Given information Block Start

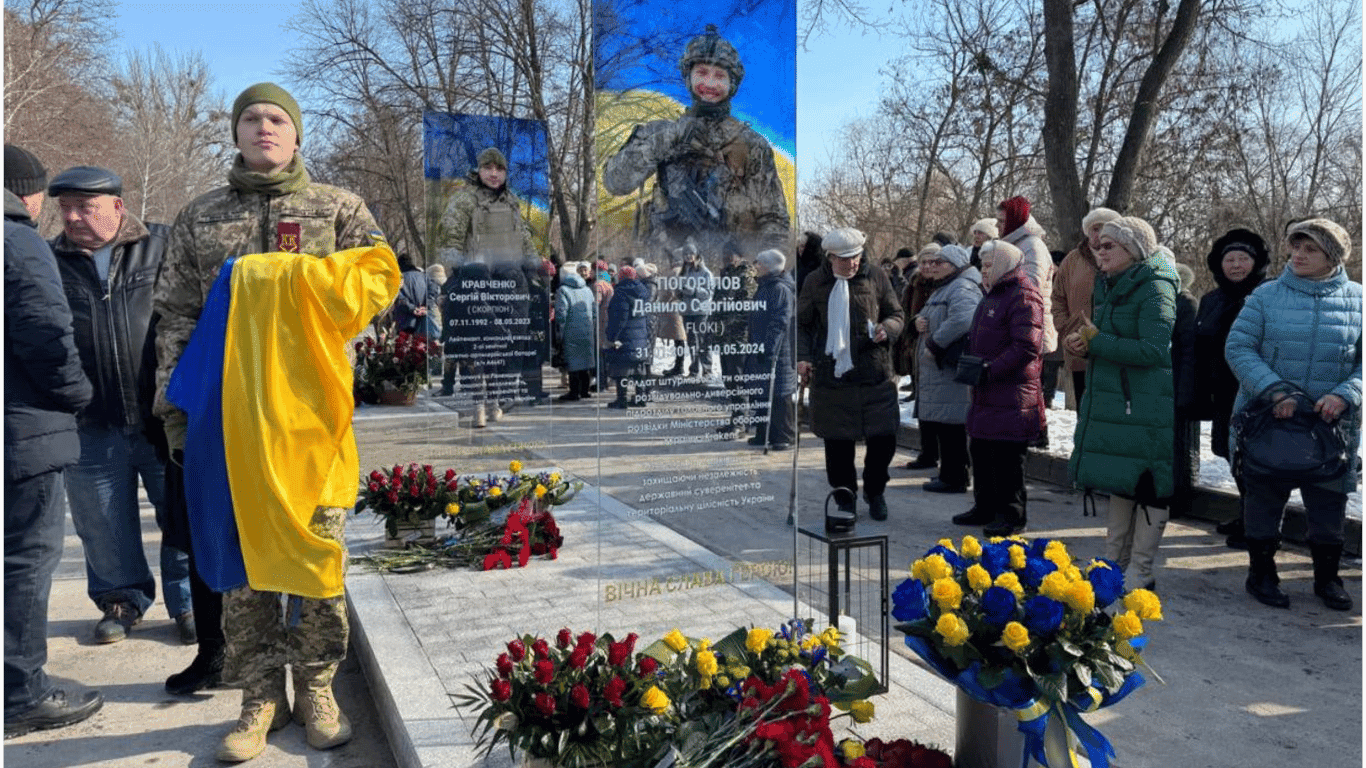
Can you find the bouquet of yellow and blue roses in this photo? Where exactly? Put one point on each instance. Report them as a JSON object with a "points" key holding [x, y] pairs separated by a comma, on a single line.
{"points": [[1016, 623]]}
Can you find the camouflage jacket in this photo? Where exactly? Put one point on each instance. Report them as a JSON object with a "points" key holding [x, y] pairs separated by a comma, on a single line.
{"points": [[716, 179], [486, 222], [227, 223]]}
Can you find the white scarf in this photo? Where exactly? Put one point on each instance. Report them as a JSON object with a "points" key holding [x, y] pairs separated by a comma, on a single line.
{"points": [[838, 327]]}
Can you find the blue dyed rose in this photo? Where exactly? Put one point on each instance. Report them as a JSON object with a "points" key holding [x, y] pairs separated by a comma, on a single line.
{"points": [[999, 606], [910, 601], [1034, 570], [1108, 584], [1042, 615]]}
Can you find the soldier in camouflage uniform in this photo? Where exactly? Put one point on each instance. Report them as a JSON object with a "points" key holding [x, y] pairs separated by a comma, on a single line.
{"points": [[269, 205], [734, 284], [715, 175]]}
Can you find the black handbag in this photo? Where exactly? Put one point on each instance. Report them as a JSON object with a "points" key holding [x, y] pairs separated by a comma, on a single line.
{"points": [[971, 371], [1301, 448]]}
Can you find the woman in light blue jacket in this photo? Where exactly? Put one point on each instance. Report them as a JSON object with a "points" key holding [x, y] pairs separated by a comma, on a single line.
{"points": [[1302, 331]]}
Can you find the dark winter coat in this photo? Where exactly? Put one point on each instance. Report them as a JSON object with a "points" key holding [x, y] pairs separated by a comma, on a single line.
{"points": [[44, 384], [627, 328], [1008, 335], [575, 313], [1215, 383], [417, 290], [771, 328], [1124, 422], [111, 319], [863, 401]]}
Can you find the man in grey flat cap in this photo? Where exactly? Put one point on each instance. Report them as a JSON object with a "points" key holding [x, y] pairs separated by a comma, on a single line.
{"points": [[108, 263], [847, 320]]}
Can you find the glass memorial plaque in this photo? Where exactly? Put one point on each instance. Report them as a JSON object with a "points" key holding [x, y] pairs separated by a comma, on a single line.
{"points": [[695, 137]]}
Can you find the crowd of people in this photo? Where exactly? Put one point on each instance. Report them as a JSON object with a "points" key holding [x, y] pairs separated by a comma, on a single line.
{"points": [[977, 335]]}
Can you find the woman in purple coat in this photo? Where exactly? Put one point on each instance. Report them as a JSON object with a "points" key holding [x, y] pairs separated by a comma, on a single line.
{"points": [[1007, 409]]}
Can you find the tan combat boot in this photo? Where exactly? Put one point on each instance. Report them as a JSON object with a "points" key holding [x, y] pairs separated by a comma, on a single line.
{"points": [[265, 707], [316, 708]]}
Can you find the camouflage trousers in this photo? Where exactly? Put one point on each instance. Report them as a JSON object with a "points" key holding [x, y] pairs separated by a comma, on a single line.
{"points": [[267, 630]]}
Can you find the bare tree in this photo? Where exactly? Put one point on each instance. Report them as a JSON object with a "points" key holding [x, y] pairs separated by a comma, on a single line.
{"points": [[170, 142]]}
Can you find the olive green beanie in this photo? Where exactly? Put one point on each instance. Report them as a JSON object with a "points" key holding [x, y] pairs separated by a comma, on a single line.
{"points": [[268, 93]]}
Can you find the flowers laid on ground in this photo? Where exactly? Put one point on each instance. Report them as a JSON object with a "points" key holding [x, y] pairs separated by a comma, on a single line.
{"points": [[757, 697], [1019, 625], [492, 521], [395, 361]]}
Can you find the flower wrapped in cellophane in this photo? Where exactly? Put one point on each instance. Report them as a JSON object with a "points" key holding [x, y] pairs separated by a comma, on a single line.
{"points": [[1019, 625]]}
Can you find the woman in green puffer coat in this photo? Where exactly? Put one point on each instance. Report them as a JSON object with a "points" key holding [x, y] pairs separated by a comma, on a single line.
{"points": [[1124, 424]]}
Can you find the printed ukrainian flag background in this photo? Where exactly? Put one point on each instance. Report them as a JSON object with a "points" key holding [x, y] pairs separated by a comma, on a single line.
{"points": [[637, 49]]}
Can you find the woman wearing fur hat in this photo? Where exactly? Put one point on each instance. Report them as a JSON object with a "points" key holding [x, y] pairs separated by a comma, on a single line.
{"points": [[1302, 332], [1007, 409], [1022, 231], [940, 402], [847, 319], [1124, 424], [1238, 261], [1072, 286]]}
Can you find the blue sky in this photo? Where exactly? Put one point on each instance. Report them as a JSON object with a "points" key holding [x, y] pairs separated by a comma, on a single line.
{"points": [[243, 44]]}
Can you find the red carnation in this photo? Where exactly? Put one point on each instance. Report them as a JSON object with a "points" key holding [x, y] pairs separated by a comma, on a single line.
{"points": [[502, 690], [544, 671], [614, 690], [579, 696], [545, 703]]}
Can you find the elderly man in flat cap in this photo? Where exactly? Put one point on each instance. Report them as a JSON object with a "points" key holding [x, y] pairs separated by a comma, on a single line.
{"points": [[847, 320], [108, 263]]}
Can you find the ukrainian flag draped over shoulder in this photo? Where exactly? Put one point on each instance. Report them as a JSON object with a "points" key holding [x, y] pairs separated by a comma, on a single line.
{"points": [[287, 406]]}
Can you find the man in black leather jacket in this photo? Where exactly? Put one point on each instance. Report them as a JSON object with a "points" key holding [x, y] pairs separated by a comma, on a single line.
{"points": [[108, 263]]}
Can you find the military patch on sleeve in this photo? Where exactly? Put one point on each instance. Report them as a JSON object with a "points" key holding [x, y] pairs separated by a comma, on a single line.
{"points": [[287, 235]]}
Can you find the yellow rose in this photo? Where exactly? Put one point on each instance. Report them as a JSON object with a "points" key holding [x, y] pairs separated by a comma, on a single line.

Given information Block End

What is expected = Copy the whole listing above word for word but do not carry over the pictures.

Exercise result =
Can you find the bouquet of yellow and blue roses in this photo? Where exactly? Put one point on each instance. Report them as a JSON object with a "points" key holding [x, y] pairs separated by a comma, on a single line.
{"points": [[1016, 623]]}
Can you find the camouflage jacket in this photo? Where exactly? Put one point on each instance. Report them as a JSON object with a "points" key holding [x, y] pairs separated by a comma, on a single line.
{"points": [[716, 179], [486, 222], [227, 223]]}
Can you find the white scarf in this photo? Where exactly? Put one point on each instance. Report them as a JSON object with a "points" key holding [x, y] pairs separated by a comma, on a single line.
{"points": [[838, 327]]}
Can you find the blue dyed rose in this photo? Where exactly? Put one point on each instance. Report them as a JSON object with a "points" key holding [x, y] pairs separated by a comma, on a single line.
{"points": [[999, 606], [910, 601], [1034, 570], [1108, 584], [1042, 615]]}
Can you find the soldier in camouflage uniform in this photo? Where exactly? Put one point on each instance. Report them as a JSON object with a "points" key holding [x, y] pairs separated by a comma, on a single line.
{"points": [[269, 205], [734, 284], [715, 175]]}
Can you find the black handbag in this photo? Where exactly? Put one point on each instance. Report them as a JSON object with a "points" key holding [x, y] pairs separated by a comma, on a single line.
{"points": [[971, 371], [1301, 448]]}
Can you find the woman in light blue jacket in this photo? Where exactly? Put one point on each instance. Report them as a JSON object with a "points" key holding [x, y] pairs separated by a comma, on a single line.
{"points": [[1302, 331]]}
Can you find the dark winter coat in this photo? Where exactly? Put one point on each instance. Report them as a JSON object with a "points" key holding [x, y] pairs separated by a comma, on a single line.
{"points": [[44, 384], [627, 328], [1008, 335], [575, 313], [1215, 383], [417, 290], [771, 328], [1124, 422], [111, 319], [863, 401]]}
Can you find the man in grey flat cap in this photo? Where exactly? Put one point on each instance. Report them as a JSON object with a "points" key holding [x, y] pairs separated by a comma, on a single line.
{"points": [[108, 263], [847, 320]]}
Can you find the glass memorial plaque in this photo? Where exactly? Put one point on each instance. Report them as a JSON object with a "points" key holding [x, y] pairs separated by a comma, on a single line.
{"points": [[695, 137]]}
Can you find the crowd of people in this photo? Where exactly? Put one point on each instance. Report them as a JSON object with a "points" key holding [x, y] pairs separated by a comma, on a single line.
{"points": [[977, 335]]}
Can you find the woman in purple coat in this photo? Where exactly? Put one point on each instance. Report them as a JSON object with a "points" key holding [x, y] pairs separated by a comma, on a single line.
{"points": [[1007, 409]]}
Can you find the tan combat boot in this photo? Where exactly? Put one point on each instance. Report them as a JSON object with a "points" key holding [x, y] pairs separated by a comma, on a single line.
{"points": [[265, 707], [316, 708]]}
Can you find the camouflage trousers in this photo? Where exactly? Put one point on each instance. Report them as a JSON object with a "points" key holding [x, y] pairs separated by a comma, on a single line.
{"points": [[267, 630]]}
Can you find the bare tree in this photo? Where exactly? Put one point on each instance. Report them as a JSON object with a "points" key holding [x, y] pairs separated by a comma, on a single line.
{"points": [[170, 142]]}
Can you find the olive green beanie in this photo? Where exactly? Put one point on each instance. Report them as a JSON object with a "points" key holding [x, y] pairs separated by a comma, on a single line.
{"points": [[268, 93]]}
Can you find the flowers laid on ground in this photo? Where exactly? Put one point on each instance. Report them as a JSON object with a "points" key holding [x, y] pairs separated by a comma, on a single line.
{"points": [[757, 697], [1019, 625], [492, 521], [395, 361]]}
Can you find the flower wrapped in cellophane in this photo? Where exactly? Put one point on each instance. Report them as a JSON object with a "points" key holding [x, y] pairs separated by a comma, on a single line.
{"points": [[1019, 625]]}
Can you find the woman in green puffer coat in this photo? Where exactly? Put one point on each instance. Report them as a JSON object with a "points" key holding [x, y] pairs separated by a comma, on a single line.
{"points": [[1124, 424]]}
Can you find the printed ukrainian flag background in this photo? Where exactly? Put one point on each instance. Report them as a JSON object with a "points" key holding [x, y] pairs separated by a comma, on a single line.
{"points": [[637, 49]]}
Can you find the woman wearing fur hat in this photo? Where exactly? Put one point on each instance. Report them as a JSON object with a "points" key holding [x, y] pairs separated by a comma, on a single line.
{"points": [[1302, 332], [1007, 409], [1022, 231], [940, 402], [847, 319], [1124, 424], [1238, 261], [1072, 286]]}
Can you find the blue sky in this photo? Where exactly? Put one point on each instance. Report them as a JSON object with a "points" key holding [x, y] pairs separated by a comma, on a single line.
{"points": [[243, 44]]}
Can you find the red carnation in this photo? Where exactly? Put one point on each instance. Report them as a JSON object with a "points" key holding [x, y] pairs separated by a comma, on a single line.
{"points": [[502, 690], [544, 671], [614, 690], [579, 696], [545, 703]]}
Can you find the elderly man in flat cap in this photo? Where exactly? Put one point on each instance. Report them as a JSON object with a "points" key holding [x, y] pairs separated by a comma, on a single line.
{"points": [[847, 320], [108, 263]]}
Can you find the ukrainian flag draped over shoulder in this photo? Where exactly? Put one point on each instance. Report them as a JSON object with a "points" key holding [x, y] pairs separated by a comma, on a single line.
{"points": [[287, 406]]}
Can you find the man in black leather jacket in this photo? Where exactly? Put one point on each instance. Report them as a JSON object with a "points" key holding [x, y] pairs separated by a comma, on a single line.
{"points": [[108, 263]]}
Can you find the military patch on sleeve in this photo? Where exactly? Put one point on each instance. Report them as a JSON object with a "points" key holding [x, y] pairs separated by a comma, on a single line.
{"points": [[287, 235]]}
Can you find the yellow rose in this photo? Where exactly? Put one point on each instance. Report them as a JSON object with a "points" key holding [x, y] pairs separated by a comma, on a single line.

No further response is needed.